• **TASK INSTRUCTIONS**: Could you write out the records below exactly, without omitting a line?

[Data records]
+-------+
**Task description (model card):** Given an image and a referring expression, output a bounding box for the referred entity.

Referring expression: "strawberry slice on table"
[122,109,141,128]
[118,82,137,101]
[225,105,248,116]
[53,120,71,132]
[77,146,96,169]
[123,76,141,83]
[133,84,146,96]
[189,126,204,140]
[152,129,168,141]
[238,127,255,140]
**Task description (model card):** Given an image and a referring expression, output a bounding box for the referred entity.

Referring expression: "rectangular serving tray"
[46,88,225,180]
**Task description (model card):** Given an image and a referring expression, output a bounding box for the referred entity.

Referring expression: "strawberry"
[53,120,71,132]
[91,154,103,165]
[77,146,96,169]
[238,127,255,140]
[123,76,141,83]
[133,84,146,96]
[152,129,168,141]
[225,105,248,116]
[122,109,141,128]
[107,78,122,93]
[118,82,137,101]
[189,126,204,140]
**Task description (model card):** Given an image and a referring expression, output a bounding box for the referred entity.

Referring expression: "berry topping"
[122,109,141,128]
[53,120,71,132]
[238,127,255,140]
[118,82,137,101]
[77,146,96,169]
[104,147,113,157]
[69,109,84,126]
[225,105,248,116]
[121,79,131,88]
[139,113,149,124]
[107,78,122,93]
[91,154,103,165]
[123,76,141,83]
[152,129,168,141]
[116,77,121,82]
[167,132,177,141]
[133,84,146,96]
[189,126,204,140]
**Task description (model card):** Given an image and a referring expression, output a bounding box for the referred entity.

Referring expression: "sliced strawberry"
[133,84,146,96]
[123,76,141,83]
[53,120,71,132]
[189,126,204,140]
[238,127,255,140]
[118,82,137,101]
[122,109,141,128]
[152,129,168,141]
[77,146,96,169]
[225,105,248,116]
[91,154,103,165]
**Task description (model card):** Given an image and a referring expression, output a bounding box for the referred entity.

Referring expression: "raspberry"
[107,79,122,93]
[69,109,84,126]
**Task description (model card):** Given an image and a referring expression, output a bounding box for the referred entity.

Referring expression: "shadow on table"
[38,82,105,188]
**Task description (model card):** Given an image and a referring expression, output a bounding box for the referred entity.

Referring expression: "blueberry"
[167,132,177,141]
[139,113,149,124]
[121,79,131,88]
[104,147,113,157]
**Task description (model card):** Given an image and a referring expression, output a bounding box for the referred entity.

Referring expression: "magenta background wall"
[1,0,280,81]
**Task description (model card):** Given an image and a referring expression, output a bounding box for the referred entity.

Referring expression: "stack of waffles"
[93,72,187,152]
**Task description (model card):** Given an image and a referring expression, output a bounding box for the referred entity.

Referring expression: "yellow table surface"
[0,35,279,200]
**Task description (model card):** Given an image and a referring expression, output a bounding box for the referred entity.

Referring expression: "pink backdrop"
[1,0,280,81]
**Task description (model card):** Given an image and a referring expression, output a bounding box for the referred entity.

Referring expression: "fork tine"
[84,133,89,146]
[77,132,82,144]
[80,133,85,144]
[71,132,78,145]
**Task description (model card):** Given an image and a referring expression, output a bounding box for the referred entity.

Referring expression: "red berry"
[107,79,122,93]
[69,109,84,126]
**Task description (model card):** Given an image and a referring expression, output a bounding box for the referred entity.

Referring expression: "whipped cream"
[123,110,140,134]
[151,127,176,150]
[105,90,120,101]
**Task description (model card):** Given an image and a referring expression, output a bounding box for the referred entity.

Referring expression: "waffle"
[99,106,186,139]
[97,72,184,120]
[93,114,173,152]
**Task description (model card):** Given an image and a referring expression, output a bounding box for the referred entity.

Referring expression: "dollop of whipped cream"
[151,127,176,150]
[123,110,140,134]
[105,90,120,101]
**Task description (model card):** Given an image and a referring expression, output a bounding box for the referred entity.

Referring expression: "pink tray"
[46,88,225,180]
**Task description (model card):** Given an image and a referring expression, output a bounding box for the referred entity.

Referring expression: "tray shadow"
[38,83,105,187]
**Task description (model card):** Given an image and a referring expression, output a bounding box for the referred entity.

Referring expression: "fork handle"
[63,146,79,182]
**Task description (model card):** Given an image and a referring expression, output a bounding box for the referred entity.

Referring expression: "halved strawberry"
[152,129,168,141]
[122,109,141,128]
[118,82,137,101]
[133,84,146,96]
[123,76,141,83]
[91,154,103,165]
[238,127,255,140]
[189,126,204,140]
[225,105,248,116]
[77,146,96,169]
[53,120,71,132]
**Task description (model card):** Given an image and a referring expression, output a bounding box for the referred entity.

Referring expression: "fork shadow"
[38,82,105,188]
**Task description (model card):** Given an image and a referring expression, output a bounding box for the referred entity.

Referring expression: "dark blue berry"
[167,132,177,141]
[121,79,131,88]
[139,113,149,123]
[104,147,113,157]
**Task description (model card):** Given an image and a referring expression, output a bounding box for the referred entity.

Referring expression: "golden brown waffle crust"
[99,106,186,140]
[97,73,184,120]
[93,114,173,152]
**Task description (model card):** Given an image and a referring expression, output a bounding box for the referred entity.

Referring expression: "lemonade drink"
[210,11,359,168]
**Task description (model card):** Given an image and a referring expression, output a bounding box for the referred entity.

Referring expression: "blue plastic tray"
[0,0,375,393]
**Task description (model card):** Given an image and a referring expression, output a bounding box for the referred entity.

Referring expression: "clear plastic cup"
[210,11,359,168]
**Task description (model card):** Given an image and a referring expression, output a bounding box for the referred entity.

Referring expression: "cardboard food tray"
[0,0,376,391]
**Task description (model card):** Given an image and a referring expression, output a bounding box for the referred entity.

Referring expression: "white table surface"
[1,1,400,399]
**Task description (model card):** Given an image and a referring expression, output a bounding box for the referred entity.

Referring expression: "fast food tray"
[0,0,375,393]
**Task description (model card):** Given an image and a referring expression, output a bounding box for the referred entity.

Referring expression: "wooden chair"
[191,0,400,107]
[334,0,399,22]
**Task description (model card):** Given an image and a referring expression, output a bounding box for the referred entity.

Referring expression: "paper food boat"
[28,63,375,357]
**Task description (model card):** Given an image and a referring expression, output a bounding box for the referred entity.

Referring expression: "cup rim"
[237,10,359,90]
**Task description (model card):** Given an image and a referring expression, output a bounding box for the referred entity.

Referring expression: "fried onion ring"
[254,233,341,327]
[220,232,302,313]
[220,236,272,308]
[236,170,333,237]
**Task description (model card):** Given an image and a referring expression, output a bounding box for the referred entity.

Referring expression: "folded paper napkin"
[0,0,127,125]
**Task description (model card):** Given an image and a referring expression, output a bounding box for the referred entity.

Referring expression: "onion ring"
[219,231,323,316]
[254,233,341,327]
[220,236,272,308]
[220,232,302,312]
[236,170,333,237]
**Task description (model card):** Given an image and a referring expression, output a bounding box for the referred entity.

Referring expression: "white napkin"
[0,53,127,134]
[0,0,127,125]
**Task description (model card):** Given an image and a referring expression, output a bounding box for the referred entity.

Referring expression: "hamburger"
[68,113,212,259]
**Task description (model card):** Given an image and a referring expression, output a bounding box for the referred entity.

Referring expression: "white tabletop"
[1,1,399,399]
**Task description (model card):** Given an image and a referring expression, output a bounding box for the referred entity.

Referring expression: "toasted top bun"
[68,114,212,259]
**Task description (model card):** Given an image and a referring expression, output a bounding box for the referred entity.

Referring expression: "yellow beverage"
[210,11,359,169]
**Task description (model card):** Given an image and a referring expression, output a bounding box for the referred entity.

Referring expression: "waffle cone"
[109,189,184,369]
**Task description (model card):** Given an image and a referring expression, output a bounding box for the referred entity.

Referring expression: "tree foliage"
+-------+
• **RESPONSE**:
**Task description (model card):** Given an image and a referring expression, output a bounding box for the referred entity.

Referring expression: "strawberry slice on table"
[122,109,141,128]
[118,82,137,101]
[225,105,248,116]
[53,120,71,132]
[77,146,96,169]
[123,76,141,83]
[133,84,146,96]
[189,126,204,140]
[152,129,168,141]
[238,127,255,140]
**Task description (model card):** Given an image and a referring expression, output a bounding box for the referred entity.

Referring expression: "rectangular serving tray"
[46,88,225,180]
**Task description (model card):** Given an image and a referring expression, output a bounding box for the referred entity.

Referring expression: "strawberry"
[53,120,71,132]
[91,154,103,165]
[77,146,96,169]
[238,127,255,140]
[123,76,141,83]
[133,84,146,96]
[152,129,168,141]
[225,105,248,116]
[122,109,141,128]
[107,78,122,93]
[118,82,137,101]
[189,126,204,140]
**Task description (model card):** Given an image and a referring expression, output a bounding box for the referred entity.

Referring expression: "berry topping"
[122,109,141,128]
[53,120,71,132]
[238,127,255,140]
[118,82,137,101]
[77,146,96,169]
[104,147,113,157]
[69,109,84,126]
[225,105,248,116]
[121,79,131,88]
[139,113,149,124]
[107,78,122,93]
[91,154,103,165]
[123,76,141,83]
[152,129,168,141]
[116,77,121,82]
[167,132,177,141]
[133,84,146,96]
[189,126,204,140]
**Task description (model card):** Given an image and a referring expression, output a bounding box for the referred entity.

Referring expression: "sliced strawberry"
[133,84,146,96]
[123,76,141,83]
[53,120,71,132]
[189,126,204,140]
[238,127,255,140]
[118,82,137,101]
[122,109,141,128]
[152,129,168,141]
[77,146,96,169]
[225,105,248,116]
[91,154,103,165]
**Task description (model card):** Given an image and a referring expression, output a bounding box for the referred entity.

Referring expression: "raspberry"
[107,79,122,93]
[69,109,84,126]
**Task description (model card):** Given an image and a referring expression, output a bounding box for the referred entity.

Referring expression: "shadow on table"
[38,82,105,188]
**Task description (model card):** Given an image and a referring expression, output a bounding box for the referred entity.

Referring expression: "blueberry"
[167,132,177,141]
[139,113,149,124]
[121,79,131,88]
[104,147,113,157]
**Task description (model card):** Given an image and a referring expression, output a bounding box for the referred entity.

Referring expression: "magenta background wall"
[1,0,280,81]
**Task description (model card):** Given an image and a referring expression, output a bounding box for the referred entity.

Referring expression: "stack of waffles"
[93,72,187,152]
**Task description (model card):** Given an image and a referring expression, output a bounding box for the referred entity.

Referring expression: "yellow table surface"
[0,35,279,200]
**Task description (model card):** Given an image and a referring expression, output a bounding box for the referred entity.

Referring expression: "pink backdrop"
[1,0,280,81]
**Task description (model card):** Given an image and a referring expression, output a bounding box for the referred entity.

Referring expression: "fork tine"
[84,133,89,146]
[77,132,82,144]
[80,133,85,144]
[71,132,78,145]
**Task description (model card):** Given an image and a referring expression, output a bounding box for the referred entity.

Referring expression: "red berry"
[107,79,122,93]
[69,109,84,126]
**Task description (model card):** Given an image and a referring expression, output a bounding box for the referred entity.

Referring expression: "whipped cream"
[123,110,140,134]
[151,127,176,150]
[105,90,120,101]
**Task description (model card):** Given an image and a referring expression, output a bounding box for the referred entity.

Referring expression: "waffle"
[99,106,186,139]
[97,72,184,120]
[93,114,173,152]
**Task description (model card):** Given an image and a referring expression, output a bounding box for the referred entity.

Referring expression: "dollop of whipped cream"
[151,127,176,150]
[123,110,140,134]
[105,90,120,101]
**Task description (model card):** Given an image and a referring expression, output a bounding box for the referred entity.

Referring expression: "pink tray"
[46,88,225,180]
**Task description (model card):** Given an image and a referring expression, output a bounding box for the referred entity.

Referring expression: "tray shadow"
[38,83,105,187]
**Task description (model card):** Given an image and a referring expression, output a bounding box for the referred entity.

Referring expression: "fork handle"
[63,146,79,182]
**Task description (model card):** Given an image and a referring expression, output a bounding box for the referred entity.

Referring expression: "halved strawberry"
[152,129,168,141]
[122,109,141,128]
[118,82,137,101]
[133,84,146,96]
[123,76,141,83]
[91,154,103,165]
[238,127,255,140]
[189,126,204,140]
[225,105,248,116]
[77,146,96,169]
[53,120,71,132]
**Task description (model card):** Given an image and a referring expression, output a bounding box for the referred entity.

Referring expression: "fork shadow"
[38,82,105,188]
**Task description (model card):** Given an image and a referring expression, output a bounding box for the referred entity.

Referring expression: "dark blue berry"
[167,132,177,141]
[121,79,131,88]
[139,113,149,123]
[104,147,113,157]
**Task description (model card):** Given an image and a referring expression, output a bounding box for the referred entity.

Referring expression: "golden brown waffle crust"
[99,106,186,140]
[97,73,184,120]
[93,114,173,152]
**Task description (model card):** Given an image and a referring expression, output a bounding box for the referred entity.

Referring expression: "lemonade drink"
[210,11,359,168]
**Task description (model card):** Given an image and a referring expression, output a bounding box for the referred entity.

Referring expression: "blue plastic tray"
[0,0,375,393]
**Task description (model card):** Given an image and a referring expression, output a bounding box for the referred entity.

Referring expression: "clear plastic cup"
[210,11,359,168]
**Task description (model card):** Given an image and a referring expression, output a bounding box for the referred entity.

Referring expression: "cardboard food tray"
[0,0,376,391]
**Task description (model card):** Given an image and a referring expression, output a bounding box for the referred entity.

Referring expression: "white table surface"
[1,1,400,399]
**Task description (model card):** Given an image and a referring expression, output a bounding box for the referred entity.

Referring expression: "fast food tray"
[0,0,375,393]
**Task description (model card):** Given an image and a referring expression, output a bounding box for the referred entity.

Referring expression: "wooden chair"
[191,0,400,107]
[334,0,399,22]
**Task description (model card):** Given an image and a referring expression, output a bounding box for the referred entity.

Referring expression: "paper food boat"
[28,63,375,357]
**Task description (model card):** Given an image and a referring expression, output a bounding box for the referred entity.

Referring expression: "cup rim"
[237,10,359,90]
**Task description (model card):** Given an image and a referring expression, output a bounding box for the referred entity.

Referring expression: "fried onion ring"
[254,233,341,327]
[220,232,302,313]
[220,236,272,308]
[236,170,333,237]
**Task description (model card):** Given an image and a referring expression, output a bounding box for the referred entity.

Referring expression: "folded paper napkin"
[0,0,127,125]
**Task description (model card):** Given an image and a referring expression, output a bounding box for the referred entity.

Referring expression: "onion ring"
[219,231,323,316]
[254,233,341,327]
[220,236,272,308]
[220,232,302,312]
[236,170,333,237]
**Task description (model card):** Given an image and a referring expression, output a bounding box for the referred entity.

Referring expression: "white napkin"
[0,53,127,134]
[0,0,127,125]
**Task description (model card):** Given an image and a referring expression, output a bounding box for the referred entity.

Referring expression: "hamburger"
[68,113,212,259]
**Task description (model card):** Given an image and a referring expression, output a bounding box for the referred entity.

Referring expression: "white tabletop"
[1,1,399,399]
**Task description (model card):** Given an image and a referring expression, output a bounding box for the referred entity.

Referring expression: "toasted top bun"
[68,114,212,259]
**Task description (model card):** Given an image and a referring expression, output a bounding box for the referred entity.

Referring expression: "yellow beverage"
[210,11,359,169]
**Task description (model card):** Given an image and a referring expression, output a bounding box for the referred entity.

Referring expression: "waffle cone"
[109,189,184,369]
**Task description (model card):** Given an image and a referring expression, output a bounding box for the referred entity.

Referring expression: "tree foliage"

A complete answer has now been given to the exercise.